(REQUIRED WORK):
Would you print out all of the data exactly and keep the pictures out of it?

(RECORDS FOR THIS EXERCISE):
· · · · · · ·
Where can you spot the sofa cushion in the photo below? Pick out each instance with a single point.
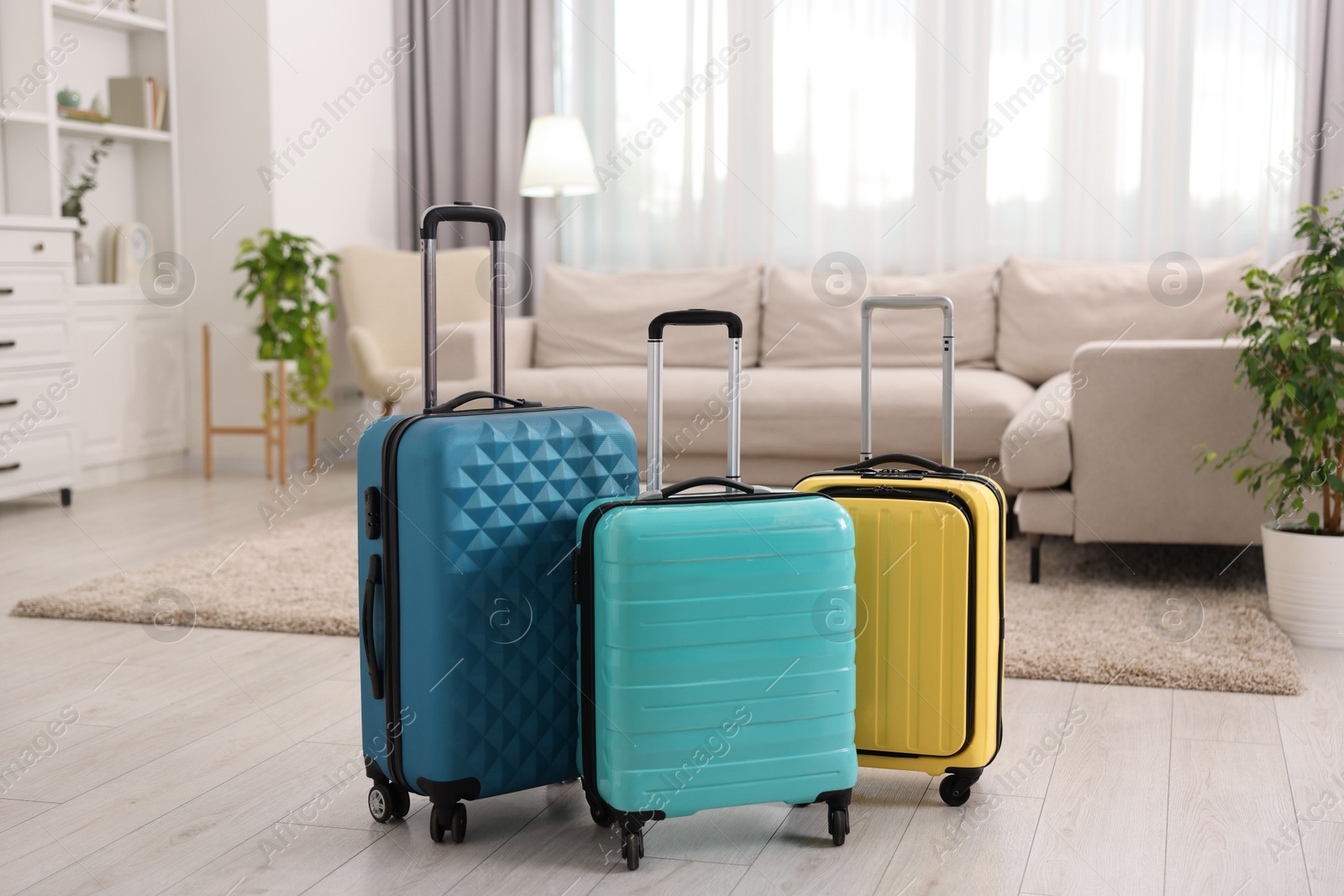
(602, 318)
(799, 329)
(1035, 450)
(788, 411)
(1047, 309)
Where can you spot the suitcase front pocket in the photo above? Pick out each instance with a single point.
(914, 647)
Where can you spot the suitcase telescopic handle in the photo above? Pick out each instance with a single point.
(866, 367)
(433, 217)
(694, 317)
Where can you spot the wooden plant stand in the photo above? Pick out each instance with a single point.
(275, 426)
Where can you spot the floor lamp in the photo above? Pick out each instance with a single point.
(557, 161)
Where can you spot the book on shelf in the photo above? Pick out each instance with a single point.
(82, 114)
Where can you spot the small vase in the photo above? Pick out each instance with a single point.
(87, 271)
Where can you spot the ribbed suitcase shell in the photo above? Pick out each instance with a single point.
(929, 551)
(486, 510)
(712, 683)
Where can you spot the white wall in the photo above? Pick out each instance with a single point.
(255, 78)
(335, 177)
(223, 129)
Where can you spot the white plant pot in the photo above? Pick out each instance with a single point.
(1305, 578)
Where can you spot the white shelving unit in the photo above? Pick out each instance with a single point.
(129, 354)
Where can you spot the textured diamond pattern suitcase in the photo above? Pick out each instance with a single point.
(707, 680)
(931, 553)
(467, 616)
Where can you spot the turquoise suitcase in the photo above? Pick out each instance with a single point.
(716, 640)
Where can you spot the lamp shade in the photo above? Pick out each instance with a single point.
· · · · · · ·
(TASK RESPONSE):
Where can you spot the sofa cushion in the photo below? Pick out each instance with a single point.
(602, 318)
(799, 329)
(1035, 450)
(788, 411)
(1047, 309)
Where can you spot the suitcase front pocket in the photo above? Pick out each instance with a single point.
(914, 647)
Where can you spot the suitcase telescopic handle in the photo above? Pick out each instance with a single point.
(866, 367)
(433, 217)
(694, 317)
Where can you spot the wooden plant stand in the photo above? Pick out each instance with a single point.
(275, 426)
Where can you spot the floor lamp in the photo above? Pick out each instance with a single point.
(557, 161)
Where can you spot the book on shelf in the photo above? Pick out each instance with a single point.
(82, 114)
Where can you spot the small vase in the photo above? Pick out each instance with a single point.
(87, 271)
Where can you spot the ribbed suitcase shell in the photo above? Pick out each instance with a single point.
(929, 551)
(486, 510)
(712, 683)
Where can you spot the white wall in the photo above? Pick out each instance with a single point.
(255, 78)
(335, 177)
(223, 129)
Where can you spot the white plant pot in the photo above? Pick out each instance with a single point.
(1305, 578)
Where can you spot the white shelving unit in the photo above? Pick out each instance with a single point.
(129, 354)
Where can you spot the textured diamond pattern suitcase in the photo above? Pick out each instance with a single point.
(707, 680)
(931, 553)
(467, 616)
Where can you spot the turquoise suitcase in the photo above? Pick out each instance with a single point.
(716, 640)
Where can you spot the lamp shade in the photo above? Pick out each instance with a single point.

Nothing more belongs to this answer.